_DATA TO USE_:
===

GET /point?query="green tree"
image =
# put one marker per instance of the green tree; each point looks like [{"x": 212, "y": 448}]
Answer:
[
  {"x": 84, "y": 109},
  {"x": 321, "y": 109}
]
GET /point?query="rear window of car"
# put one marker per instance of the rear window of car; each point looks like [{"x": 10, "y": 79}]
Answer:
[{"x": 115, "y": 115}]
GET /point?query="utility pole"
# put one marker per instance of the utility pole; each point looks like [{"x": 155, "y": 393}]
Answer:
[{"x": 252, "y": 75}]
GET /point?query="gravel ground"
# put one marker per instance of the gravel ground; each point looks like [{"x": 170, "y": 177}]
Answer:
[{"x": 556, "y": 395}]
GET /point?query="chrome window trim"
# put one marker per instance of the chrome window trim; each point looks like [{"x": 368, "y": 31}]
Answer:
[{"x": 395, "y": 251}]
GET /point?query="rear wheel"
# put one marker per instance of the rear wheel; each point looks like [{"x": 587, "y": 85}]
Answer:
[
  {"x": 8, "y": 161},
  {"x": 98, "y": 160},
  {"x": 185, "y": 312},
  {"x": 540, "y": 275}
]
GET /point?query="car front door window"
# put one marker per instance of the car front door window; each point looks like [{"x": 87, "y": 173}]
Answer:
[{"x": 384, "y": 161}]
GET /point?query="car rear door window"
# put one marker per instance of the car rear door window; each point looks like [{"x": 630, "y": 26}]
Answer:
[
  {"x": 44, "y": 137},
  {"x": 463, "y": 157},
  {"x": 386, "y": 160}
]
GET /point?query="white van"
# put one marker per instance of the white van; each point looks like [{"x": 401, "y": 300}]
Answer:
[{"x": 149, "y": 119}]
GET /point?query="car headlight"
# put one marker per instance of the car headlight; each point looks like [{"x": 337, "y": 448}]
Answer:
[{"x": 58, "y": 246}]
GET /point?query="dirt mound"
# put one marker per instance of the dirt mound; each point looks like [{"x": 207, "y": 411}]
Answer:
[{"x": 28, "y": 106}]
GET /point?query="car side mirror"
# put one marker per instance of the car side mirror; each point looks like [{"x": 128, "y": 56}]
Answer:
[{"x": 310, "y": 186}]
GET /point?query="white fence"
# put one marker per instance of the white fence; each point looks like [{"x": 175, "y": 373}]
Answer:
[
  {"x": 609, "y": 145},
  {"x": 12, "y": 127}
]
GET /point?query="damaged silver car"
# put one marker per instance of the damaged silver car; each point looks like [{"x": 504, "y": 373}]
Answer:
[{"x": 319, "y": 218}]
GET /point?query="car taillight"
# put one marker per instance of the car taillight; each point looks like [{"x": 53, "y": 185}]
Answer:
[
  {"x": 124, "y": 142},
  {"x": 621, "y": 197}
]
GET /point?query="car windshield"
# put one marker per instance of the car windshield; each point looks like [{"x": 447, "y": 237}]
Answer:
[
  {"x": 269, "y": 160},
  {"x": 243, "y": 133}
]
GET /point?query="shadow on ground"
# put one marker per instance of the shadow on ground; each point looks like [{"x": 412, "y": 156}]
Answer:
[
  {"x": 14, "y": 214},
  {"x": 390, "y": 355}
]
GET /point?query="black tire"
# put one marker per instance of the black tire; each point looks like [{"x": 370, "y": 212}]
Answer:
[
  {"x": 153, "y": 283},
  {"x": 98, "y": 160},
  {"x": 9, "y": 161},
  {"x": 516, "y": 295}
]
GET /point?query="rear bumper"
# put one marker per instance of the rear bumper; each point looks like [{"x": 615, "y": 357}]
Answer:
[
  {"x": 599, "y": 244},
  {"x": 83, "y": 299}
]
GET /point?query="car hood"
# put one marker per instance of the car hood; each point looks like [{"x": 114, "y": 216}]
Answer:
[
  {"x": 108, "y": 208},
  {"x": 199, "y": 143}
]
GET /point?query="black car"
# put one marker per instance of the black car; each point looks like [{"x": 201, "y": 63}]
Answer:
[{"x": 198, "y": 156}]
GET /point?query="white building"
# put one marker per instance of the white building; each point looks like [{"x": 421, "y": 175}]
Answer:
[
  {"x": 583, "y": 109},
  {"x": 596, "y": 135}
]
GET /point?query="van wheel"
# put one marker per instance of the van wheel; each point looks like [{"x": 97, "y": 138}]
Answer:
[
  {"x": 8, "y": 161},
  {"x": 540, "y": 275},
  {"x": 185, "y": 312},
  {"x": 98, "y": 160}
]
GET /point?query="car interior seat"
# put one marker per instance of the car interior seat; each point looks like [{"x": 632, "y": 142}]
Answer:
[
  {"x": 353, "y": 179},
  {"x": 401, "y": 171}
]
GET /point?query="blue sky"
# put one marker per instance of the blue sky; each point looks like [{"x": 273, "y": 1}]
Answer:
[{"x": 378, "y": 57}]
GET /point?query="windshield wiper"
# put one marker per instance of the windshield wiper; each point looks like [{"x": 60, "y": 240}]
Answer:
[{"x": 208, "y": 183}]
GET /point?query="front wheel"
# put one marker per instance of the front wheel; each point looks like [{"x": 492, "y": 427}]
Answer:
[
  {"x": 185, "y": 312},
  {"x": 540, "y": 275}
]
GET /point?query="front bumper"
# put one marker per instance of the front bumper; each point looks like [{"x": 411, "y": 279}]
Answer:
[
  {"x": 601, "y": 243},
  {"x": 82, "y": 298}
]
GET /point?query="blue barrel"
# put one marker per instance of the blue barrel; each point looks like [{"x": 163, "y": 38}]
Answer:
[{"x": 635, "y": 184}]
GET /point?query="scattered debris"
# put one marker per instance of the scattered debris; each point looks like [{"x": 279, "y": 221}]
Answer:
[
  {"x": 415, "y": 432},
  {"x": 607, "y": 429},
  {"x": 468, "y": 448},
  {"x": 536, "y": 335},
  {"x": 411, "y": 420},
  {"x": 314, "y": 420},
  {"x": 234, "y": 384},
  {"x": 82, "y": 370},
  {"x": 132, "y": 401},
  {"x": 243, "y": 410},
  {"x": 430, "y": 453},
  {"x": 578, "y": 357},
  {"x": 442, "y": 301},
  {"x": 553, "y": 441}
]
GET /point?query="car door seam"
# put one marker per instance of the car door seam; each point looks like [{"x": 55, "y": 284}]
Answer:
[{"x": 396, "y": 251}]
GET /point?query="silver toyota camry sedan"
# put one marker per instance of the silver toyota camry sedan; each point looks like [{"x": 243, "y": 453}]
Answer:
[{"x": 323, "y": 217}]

===

Extract all of the data exactly as written.

_FULL SOLUTION_:
GET /point?query="green tree"
image =
# put one marker per instance of the green tree; each point looks like [{"x": 212, "y": 448}]
Answer:
[
  {"x": 84, "y": 109},
  {"x": 321, "y": 109}
]
GET /point?query="rear window of car"
# put one marker per instance of the rear window of car; each point looks like [{"x": 10, "y": 79}]
Answer:
[{"x": 115, "y": 115}]
GET /point?query="utility pole"
# put one marker per instance of the utility pole; each point looks like [{"x": 155, "y": 393}]
Answer:
[{"x": 252, "y": 75}]
GET /point?query="gravel ground"
# put one marker per instance of the gravel ground; each point looks like [{"x": 170, "y": 177}]
Answer:
[{"x": 556, "y": 395}]
GET /point?query="chrome window trim"
# put one marker per instance of the chrome window trim; each point looks like [{"x": 368, "y": 31}]
Answer:
[{"x": 395, "y": 251}]
GET /point?query="rear wheel"
# put one marker per instance of the rear wheel; each point looks like [{"x": 587, "y": 85}]
Answer:
[
  {"x": 8, "y": 161},
  {"x": 98, "y": 160},
  {"x": 185, "y": 312},
  {"x": 540, "y": 275}
]
GET /point?query="car front door window"
# put one marker per instance of the car front door window; each point looks like [{"x": 87, "y": 173}]
Answer:
[{"x": 384, "y": 161}]
GET /point?query="car rear door window"
# put one marker per instance of the car rear door window; each point looks like [{"x": 630, "y": 26}]
Answer:
[
  {"x": 44, "y": 137},
  {"x": 463, "y": 157},
  {"x": 386, "y": 160}
]
GET /point?query="white van"
# put one marker per instance of the white van; each point looks like [{"x": 401, "y": 300}]
Answer:
[{"x": 149, "y": 119}]
GET /point?query="car headlight"
# put one marker per instance of the car headlight; each point looks like [{"x": 337, "y": 448}]
Answer:
[{"x": 58, "y": 246}]
GET /point?query="dirt mound"
# put one marker per instance of the dirt mound; each point looks like [{"x": 207, "y": 411}]
Answer:
[{"x": 28, "y": 106}]
GET /point?query="car side mirror"
# put one marker per instance of the car side mirror; each point looks like [{"x": 128, "y": 56}]
Answer:
[{"x": 310, "y": 186}]
GET /point?query="white fence"
# put one marker per instance of the white fence; each point looks like [{"x": 175, "y": 373}]
Answer:
[
  {"x": 609, "y": 145},
  {"x": 12, "y": 127}
]
GET /point?query="damaged silver car"
# put one marker per instance of the damaged silver car; each point looks like [{"x": 504, "y": 373}]
Answer:
[{"x": 319, "y": 218}]
GET /point?query="car taillight"
# put one marker per instance of the car taillight; each point looks like [{"x": 53, "y": 185}]
Answer:
[
  {"x": 124, "y": 142},
  {"x": 621, "y": 197}
]
GET /point?query="car windshield"
# put one marker per instance of the car windshield; each point looks like [{"x": 447, "y": 237}]
Answer:
[
  {"x": 269, "y": 160},
  {"x": 243, "y": 133}
]
GET /point?query="shadow on ground"
# put one marker per instance of the shadow on ground; each point looks like [{"x": 412, "y": 156}]
Answer:
[
  {"x": 14, "y": 214},
  {"x": 390, "y": 355}
]
GET /point?query="black tire"
# put one marker per instance of the black tire; each point looks like [{"x": 370, "y": 212}]
Answer:
[
  {"x": 153, "y": 283},
  {"x": 98, "y": 160},
  {"x": 9, "y": 161},
  {"x": 516, "y": 295}
]
GET /point?query="rear bumper"
# put one marker per instance of the rear bumper; each point looks like [{"x": 615, "y": 357}]
Answer:
[
  {"x": 599, "y": 244},
  {"x": 83, "y": 299}
]
GET /point?query="car hood"
# put one marker per instance of the car hood; each point looks like [{"x": 114, "y": 216}]
Answer:
[
  {"x": 108, "y": 208},
  {"x": 199, "y": 143}
]
GET /point?query="black car"
# put one marker per instance of the black car; each point looks like [{"x": 201, "y": 63}]
Answer:
[{"x": 198, "y": 156}]
GET /point?query="white building"
# put one marker per instance of the white building; each point looks like [{"x": 421, "y": 175}]
Answer:
[
  {"x": 583, "y": 109},
  {"x": 596, "y": 135}
]
GET /point?query="van wheel"
# put one marker per instance of the van wheel; each point looks like [{"x": 97, "y": 138}]
Answer:
[
  {"x": 8, "y": 161},
  {"x": 540, "y": 275},
  {"x": 185, "y": 312},
  {"x": 98, "y": 160}
]
GET /point?query="car interior seat"
# put one marker per instance of the car interior seat; each point looks like [{"x": 632, "y": 142}]
Answer:
[
  {"x": 353, "y": 179},
  {"x": 401, "y": 171}
]
GET /point?query="blue sky"
# put one marker per instance of the blue sky; each point looks like [{"x": 273, "y": 1}]
Answer:
[{"x": 378, "y": 57}]
GET /point?query="windshield wiper"
# put one marker per instance of the windshield wiper; each point looks like [{"x": 60, "y": 240}]
Answer:
[{"x": 208, "y": 183}]
GET /point?query="front wheel"
# put one marker per instance of the front wheel; each point looks like [{"x": 492, "y": 427}]
Answer:
[
  {"x": 185, "y": 312},
  {"x": 540, "y": 275}
]
GET /point?query="front bumper"
# put one marker per instance of the front bumper; each point looks like [{"x": 411, "y": 279}]
Answer:
[
  {"x": 601, "y": 243},
  {"x": 82, "y": 298}
]
GET /point?query="blue barrel"
# put one marker per instance of the blue barrel; each point looks like [{"x": 163, "y": 38}]
Answer:
[{"x": 635, "y": 184}]
GET /point?query="scattered debris"
# put one marker per instance of the scattered debris; each point looks like [{"x": 279, "y": 221}]
Answer:
[
  {"x": 415, "y": 432},
  {"x": 607, "y": 429},
  {"x": 468, "y": 448},
  {"x": 536, "y": 335},
  {"x": 411, "y": 420},
  {"x": 314, "y": 420},
  {"x": 234, "y": 384},
  {"x": 82, "y": 370},
  {"x": 132, "y": 401},
  {"x": 243, "y": 410},
  {"x": 430, "y": 453},
  {"x": 578, "y": 357},
  {"x": 442, "y": 301},
  {"x": 553, "y": 441}
]
GET /point?query="car door seam"
# put one marker per instance of the car door seam; each point looks like [{"x": 55, "y": 284}]
Answer:
[{"x": 396, "y": 251}]
GET /point?query="silver toyota camry sedan"
# put one marker per instance of the silver toyota camry sedan; each point looks like [{"x": 243, "y": 453}]
Answer:
[{"x": 323, "y": 217}]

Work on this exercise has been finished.